## begin
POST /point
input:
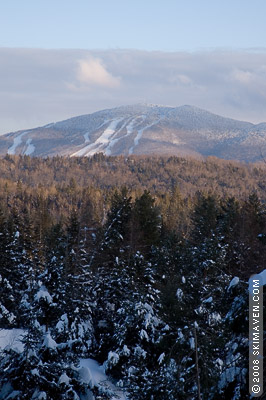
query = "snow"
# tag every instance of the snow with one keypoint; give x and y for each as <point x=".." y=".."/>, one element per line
<point x="12" y="339"/>
<point x="30" y="148"/>
<point x="161" y="358"/>
<point x="192" y="343"/>
<point x="208" y="300"/>
<point x="93" y="374"/>
<point x="64" y="379"/>
<point x="101" y="142"/>
<point x="129" y="127"/>
<point x="143" y="335"/>
<point x="49" y="342"/>
<point x="262" y="277"/>
<point x="86" y="135"/>
<point x="233" y="283"/>
<point x="113" y="358"/>
<point x="139" y="135"/>
<point x="43" y="294"/>
<point x="62" y="324"/>
<point x="16" y="142"/>
<point x="179" y="294"/>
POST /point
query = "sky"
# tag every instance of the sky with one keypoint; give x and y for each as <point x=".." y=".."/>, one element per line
<point x="60" y="58"/>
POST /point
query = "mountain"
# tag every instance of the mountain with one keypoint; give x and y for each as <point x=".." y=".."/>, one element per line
<point x="143" y="129"/>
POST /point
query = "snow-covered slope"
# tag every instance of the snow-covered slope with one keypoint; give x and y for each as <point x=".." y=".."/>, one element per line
<point x="143" y="129"/>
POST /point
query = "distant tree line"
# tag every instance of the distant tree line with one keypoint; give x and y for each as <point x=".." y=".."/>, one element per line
<point x="135" y="277"/>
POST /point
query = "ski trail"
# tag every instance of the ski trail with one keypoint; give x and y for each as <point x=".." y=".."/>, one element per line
<point x="95" y="147"/>
<point x="129" y="129"/>
<point x="139" y="135"/>
<point x="86" y="135"/>
<point x="16" y="142"/>
<point x="30" y="148"/>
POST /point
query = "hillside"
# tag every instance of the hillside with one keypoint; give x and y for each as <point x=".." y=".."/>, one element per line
<point x="143" y="130"/>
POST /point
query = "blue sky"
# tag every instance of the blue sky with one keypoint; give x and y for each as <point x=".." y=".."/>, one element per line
## end
**Task details**
Find each line in the records that contains the string "covered" and copy those lines out in full.

**Correct output**
query = "snow-covered slope"
# tag every instance of the snow-covered slope with one keypoint; give x and y for each as <point x=".." y=".."/>, one element per line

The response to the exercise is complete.